**To be done:**
Reproduce every one of the entries below word for word, leaving out the pictures.

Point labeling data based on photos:
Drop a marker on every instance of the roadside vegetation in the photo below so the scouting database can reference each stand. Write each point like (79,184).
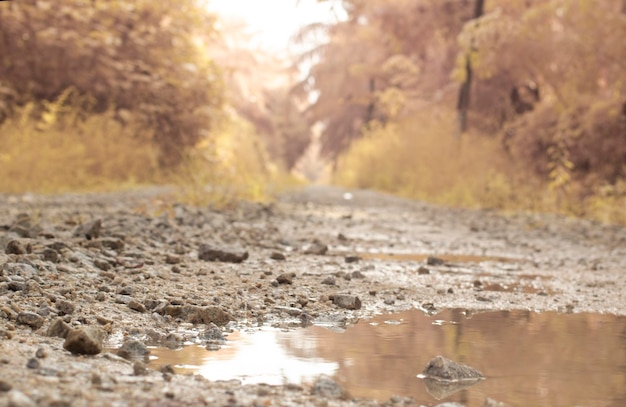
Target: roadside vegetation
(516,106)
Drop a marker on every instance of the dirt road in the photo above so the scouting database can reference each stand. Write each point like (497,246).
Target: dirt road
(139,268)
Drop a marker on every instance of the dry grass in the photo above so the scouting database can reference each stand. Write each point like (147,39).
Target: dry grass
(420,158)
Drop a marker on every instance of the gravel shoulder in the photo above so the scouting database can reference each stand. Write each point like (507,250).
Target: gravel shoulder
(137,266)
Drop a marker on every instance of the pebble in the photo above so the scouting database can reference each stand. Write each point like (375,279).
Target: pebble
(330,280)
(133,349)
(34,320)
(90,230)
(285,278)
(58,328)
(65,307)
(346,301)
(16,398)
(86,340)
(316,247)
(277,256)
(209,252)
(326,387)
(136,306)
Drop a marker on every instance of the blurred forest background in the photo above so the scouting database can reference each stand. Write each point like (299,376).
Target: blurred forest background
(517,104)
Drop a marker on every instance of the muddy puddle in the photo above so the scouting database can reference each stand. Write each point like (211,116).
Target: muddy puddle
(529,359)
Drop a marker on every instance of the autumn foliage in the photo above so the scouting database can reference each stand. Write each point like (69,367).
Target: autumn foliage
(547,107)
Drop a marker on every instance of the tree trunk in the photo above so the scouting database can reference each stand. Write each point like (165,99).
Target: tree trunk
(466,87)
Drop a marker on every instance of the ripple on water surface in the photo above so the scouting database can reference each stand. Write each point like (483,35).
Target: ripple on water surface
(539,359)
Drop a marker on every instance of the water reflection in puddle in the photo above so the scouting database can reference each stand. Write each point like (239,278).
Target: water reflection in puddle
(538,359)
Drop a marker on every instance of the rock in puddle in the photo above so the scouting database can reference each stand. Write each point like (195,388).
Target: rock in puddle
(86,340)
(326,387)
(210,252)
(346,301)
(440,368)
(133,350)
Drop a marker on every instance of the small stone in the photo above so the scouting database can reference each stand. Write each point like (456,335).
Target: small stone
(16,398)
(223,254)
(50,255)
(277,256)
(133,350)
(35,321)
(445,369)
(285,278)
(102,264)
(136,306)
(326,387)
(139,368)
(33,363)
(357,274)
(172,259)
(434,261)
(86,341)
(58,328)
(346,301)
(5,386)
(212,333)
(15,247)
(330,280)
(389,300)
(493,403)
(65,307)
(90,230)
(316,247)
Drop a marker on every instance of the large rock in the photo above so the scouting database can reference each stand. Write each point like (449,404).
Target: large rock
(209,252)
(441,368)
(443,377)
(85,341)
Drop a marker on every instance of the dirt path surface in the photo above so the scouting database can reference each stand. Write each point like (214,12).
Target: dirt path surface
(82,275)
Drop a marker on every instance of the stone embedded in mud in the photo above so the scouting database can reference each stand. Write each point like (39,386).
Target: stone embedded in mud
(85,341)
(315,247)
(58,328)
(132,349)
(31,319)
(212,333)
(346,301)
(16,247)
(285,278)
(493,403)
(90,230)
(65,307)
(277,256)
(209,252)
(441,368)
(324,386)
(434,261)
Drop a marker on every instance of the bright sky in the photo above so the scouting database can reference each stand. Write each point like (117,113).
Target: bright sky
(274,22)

**The reply:**
Drop a marker on every instance of the roadside vegetation in the photo below so the scouting database can reference each stand. Write each point like (79,184).
Target: roadside vegetation
(516,106)
Drop a marker on every instance of the dirt road in the photo above so the scouting database can reference each stand. Write each point like (497,246).
Target: dirt road
(139,268)
Drop a marker on every instance of the dry grass in the photo above so the scouting database can reference each stand. Write each point like (147,39).
Target: dry grass
(420,158)
Drop a marker on every instance of the gravel shoulder in the photo above so the scouting database can reference each stand. Write each point like (507,250).
Target: gravel shoulder
(137,266)
Drop a marker on every instance of the pebble in the photo above so the scouting database can reference each stand. Write each point like (375,279).
Target: pebble
(330,280)
(133,349)
(34,320)
(90,230)
(285,278)
(58,328)
(65,307)
(346,301)
(16,398)
(86,340)
(316,247)
(277,256)
(209,252)
(326,387)
(136,306)
Drop a marker on every instance of the blurred forest background in the photo above so the scouting database can reference each stand. Write each point like (299,376).
Target: blurred forest background
(517,104)
Drop a marker on every instance of the muddy puddle in the photo above so the scouting database can reference each stand. Write each point like (211,116).
Target: muddy puddle
(529,359)
Drop a marker on every instance of the autumn foliage in the photo above so the scouting database can reference each stand. Write each point like (69,367).
Target: autumn foliage
(547,107)
Drop a marker on every instance of the tree trunk in the photo above so the scouting database can reference each stand. Write each point like (165,99).
Target: tree trunk
(466,87)
Drop a marker on every instance of the ripple on water surface in the photo above so the scouting database can reference each stand. Write each point like (483,35).
Target: ripple on water surface
(539,359)
Drop a marker on every instance of the water reflection in puddle in the photo above so the scouting database can reference each stand. Write each point like (239,278).
Target: water reflection in puddle
(538,359)
Drop a marker on every instance of the rock in puddle in the photo above so the scouting database can reference each stand. Write each point like (195,388).
Target: rock in puddle
(86,340)
(326,387)
(210,252)
(346,301)
(440,368)
(133,350)
Drop a marker on every instance of the small stone in the photo above so the scouting database can reference each stand. Write each point like (456,335).
Target: small stone
(16,398)
(223,254)
(50,255)
(277,256)
(133,350)
(35,321)
(445,369)
(285,278)
(102,264)
(136,306)
(326,387)
(139,368)
(33,363)
(357,274)
(172,259)
(434,261)
(86,341)
(58,328)
(346,301)
(5,386)
(212,333)
(15,247)
(330,280)
(389,300)
(493,403)
(65,307)
(90,230)
(316,247)
Drop a marker on every instance of the large rock in the photo above so the scouting database can reference each stand. Write each point like (449,404).
Target: large rock
(209,252)
(441,368)
(443,377)
(85,341)
Drop a marker on every instance of the dirt path surface in the photo above so the scouting database can reference each stand. Write each point like (214,12).
Target: dirt path surface
(82,275)
Drop a marker on every instance of the stone embedded in mud in the photo above so the scouting database can reference each stand. Write each point like (39,386).
Target: stone embedded in mud
(85,341)
(315,247)
(58,328)
(132,349)
(31,319)
(212,333)
(346,301)
(16,247)
(285,278)
(493,403)
(90,230)
(65,307)
(277,256)
(209,252)
(441,368)
(324,386)
(434,261)
Drop a marker on every instance of the bright sky in the photo above so the scouting database can reference each stand. Write each point like (117,113).
Target: bright sky
(274,22)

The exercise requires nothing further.